Problem to solve >>
In the passage on evaluating medical opinion evidence, copy word for word everything from "(2) Consistency. The" down to "opinion(s) or prior administrative medical finding(s) will be.".

As an initial matter, for claims filed on or after March 27, 2017, new regulations apply that change the framework for how an ALJ must evaluate medical opinion evidence. Revisions to Rules Regarding the Evaluation of Medical Evidence, 2017 WL 168819, 82 Fed. Reg. 5844-01 (Jan. 18, 2017); 20 C.F.R. § 404.1520c. The new regulations provide that the ALJ will no longer “give any specific evidentiary weight...to any medical opinion(s).” Revisions to Rules, 2017 WL 168819, 82 Fed. Reg. 5844, at 5867-68; see 20 C.F.R. § 404.1520c(a). Instead, an ALJ must consider and evaluate the persuasiveness of all medical opinions or prior administrative medical findings from medical sources. 20 C.F.R. § 404.1520c(a) and (b). The factors for evaluating the persuasiveness of medical opinions and prior administrative medical findings include supportability, consistency, relationship with the claimant (including length of the treatment, frequency of examinations, purpose of the treatment, extent of the treatment, and the existence of an examination), specialization, and “other factors that tend to support or contradict a medical opinion or prior administrative medical finding” (including, but not limited to, “evidence showing a medical source has familiarity with the other evidence in the claim or an understanding of our disability program's policies and evidentiary requirements”). 20 C.F.R. § 404.1520c(c)(1)-(5).

Supportability and consistency are the most important factors, and therefore the ALJ is required to explain how both factors were considered. 20 C.F.R. § 404.1520c(b)(2). Supportability and consistency are explained in the regulations:

(1) Supportability. The more relevant the objective medical evidence and supporting explanations presented by a medical source are to support his or her medical opinion(s) or prior administrative medical finding(s), the more persuasive the medical opinions or prior administrative medical finding(s) will be.
(2) Consistency. The more consistent a medical opinion(s) or prior administrative medical finding(s) is with the evidence from other medical sources and nonmedical sources in the claim, the more persuasive the medical opinion(s) or prior administrative medical finding(s) will be.

Photo-based referring expression data >>

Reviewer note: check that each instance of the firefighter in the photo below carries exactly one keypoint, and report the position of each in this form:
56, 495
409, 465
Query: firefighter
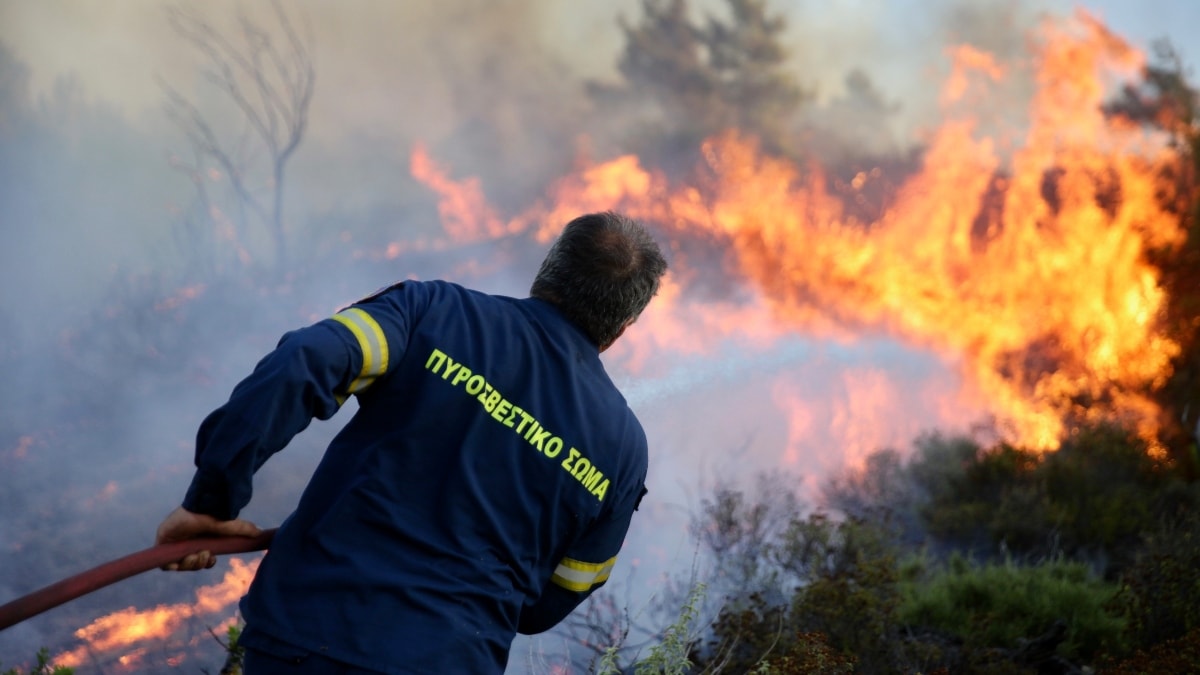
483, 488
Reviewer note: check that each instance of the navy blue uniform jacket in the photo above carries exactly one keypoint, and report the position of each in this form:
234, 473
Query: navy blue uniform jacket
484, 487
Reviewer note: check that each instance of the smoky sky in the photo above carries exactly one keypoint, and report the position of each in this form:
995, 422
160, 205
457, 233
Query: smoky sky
---
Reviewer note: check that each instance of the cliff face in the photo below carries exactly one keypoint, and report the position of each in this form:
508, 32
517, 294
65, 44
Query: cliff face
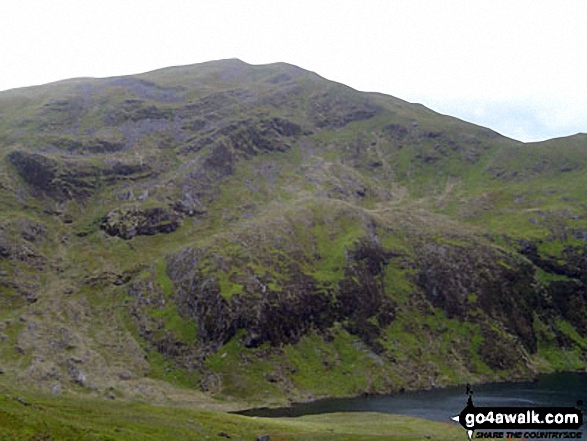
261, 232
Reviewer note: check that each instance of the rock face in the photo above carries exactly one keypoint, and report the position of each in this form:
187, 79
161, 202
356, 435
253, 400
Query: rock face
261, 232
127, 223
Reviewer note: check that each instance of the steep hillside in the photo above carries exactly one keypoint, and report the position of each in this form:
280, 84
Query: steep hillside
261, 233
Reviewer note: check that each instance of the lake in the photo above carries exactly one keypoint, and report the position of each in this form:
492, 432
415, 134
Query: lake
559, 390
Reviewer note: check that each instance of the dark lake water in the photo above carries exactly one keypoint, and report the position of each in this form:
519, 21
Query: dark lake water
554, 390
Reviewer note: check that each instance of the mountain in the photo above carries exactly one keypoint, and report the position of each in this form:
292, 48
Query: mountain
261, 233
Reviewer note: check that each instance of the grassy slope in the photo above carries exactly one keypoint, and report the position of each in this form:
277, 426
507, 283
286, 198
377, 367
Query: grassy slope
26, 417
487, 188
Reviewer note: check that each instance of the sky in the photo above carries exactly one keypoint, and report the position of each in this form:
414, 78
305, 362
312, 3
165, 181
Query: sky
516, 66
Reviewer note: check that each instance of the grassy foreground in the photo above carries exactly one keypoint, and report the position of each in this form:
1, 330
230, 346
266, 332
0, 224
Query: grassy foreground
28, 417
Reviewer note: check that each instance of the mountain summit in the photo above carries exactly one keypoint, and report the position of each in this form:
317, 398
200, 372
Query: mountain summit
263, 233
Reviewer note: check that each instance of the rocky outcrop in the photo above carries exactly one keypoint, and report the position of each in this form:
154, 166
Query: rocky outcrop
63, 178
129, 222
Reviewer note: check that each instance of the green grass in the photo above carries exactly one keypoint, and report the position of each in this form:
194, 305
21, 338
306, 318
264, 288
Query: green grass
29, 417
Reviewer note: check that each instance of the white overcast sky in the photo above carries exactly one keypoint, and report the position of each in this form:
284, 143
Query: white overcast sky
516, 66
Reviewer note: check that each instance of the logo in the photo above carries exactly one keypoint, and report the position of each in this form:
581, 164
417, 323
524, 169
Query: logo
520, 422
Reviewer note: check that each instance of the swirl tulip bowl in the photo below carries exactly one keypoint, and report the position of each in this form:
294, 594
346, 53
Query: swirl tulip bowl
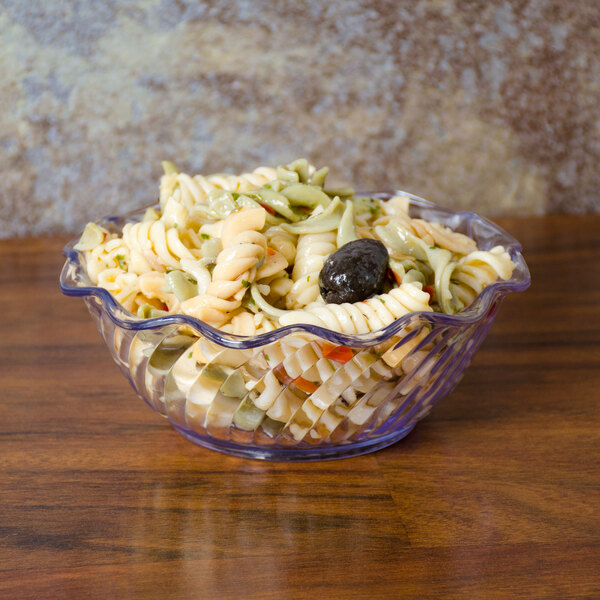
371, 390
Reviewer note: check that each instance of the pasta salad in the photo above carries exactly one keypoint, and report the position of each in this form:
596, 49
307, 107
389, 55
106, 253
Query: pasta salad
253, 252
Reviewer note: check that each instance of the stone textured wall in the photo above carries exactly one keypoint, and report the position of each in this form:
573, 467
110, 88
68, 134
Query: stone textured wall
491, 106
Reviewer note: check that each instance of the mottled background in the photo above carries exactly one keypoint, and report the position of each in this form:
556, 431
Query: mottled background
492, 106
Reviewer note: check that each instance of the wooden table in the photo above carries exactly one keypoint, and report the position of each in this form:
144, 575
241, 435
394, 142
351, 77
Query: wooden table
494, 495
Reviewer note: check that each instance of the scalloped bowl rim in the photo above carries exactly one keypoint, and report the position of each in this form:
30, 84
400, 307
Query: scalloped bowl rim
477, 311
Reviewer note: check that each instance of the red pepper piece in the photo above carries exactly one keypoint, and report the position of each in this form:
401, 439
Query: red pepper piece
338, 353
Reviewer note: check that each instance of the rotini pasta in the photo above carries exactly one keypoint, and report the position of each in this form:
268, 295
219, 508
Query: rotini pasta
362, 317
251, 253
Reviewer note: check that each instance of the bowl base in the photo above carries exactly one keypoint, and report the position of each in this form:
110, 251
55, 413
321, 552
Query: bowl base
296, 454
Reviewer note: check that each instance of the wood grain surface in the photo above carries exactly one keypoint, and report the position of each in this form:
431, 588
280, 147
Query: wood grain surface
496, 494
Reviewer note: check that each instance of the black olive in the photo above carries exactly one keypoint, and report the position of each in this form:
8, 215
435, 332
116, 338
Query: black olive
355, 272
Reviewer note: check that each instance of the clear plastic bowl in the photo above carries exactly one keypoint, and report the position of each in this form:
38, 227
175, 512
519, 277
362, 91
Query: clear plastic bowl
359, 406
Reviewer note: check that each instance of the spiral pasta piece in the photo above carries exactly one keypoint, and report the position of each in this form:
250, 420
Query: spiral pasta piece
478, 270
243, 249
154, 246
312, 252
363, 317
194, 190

Result of this exercise >>
(2) Consistency. The more consistent a medical opinion(s) or prior administrative medical finding(s) is with the evidence from other medical sources and nonmedical sources in the claim, the more persuasive the medical opinion(s) or prior administrative medical finding(s) will be.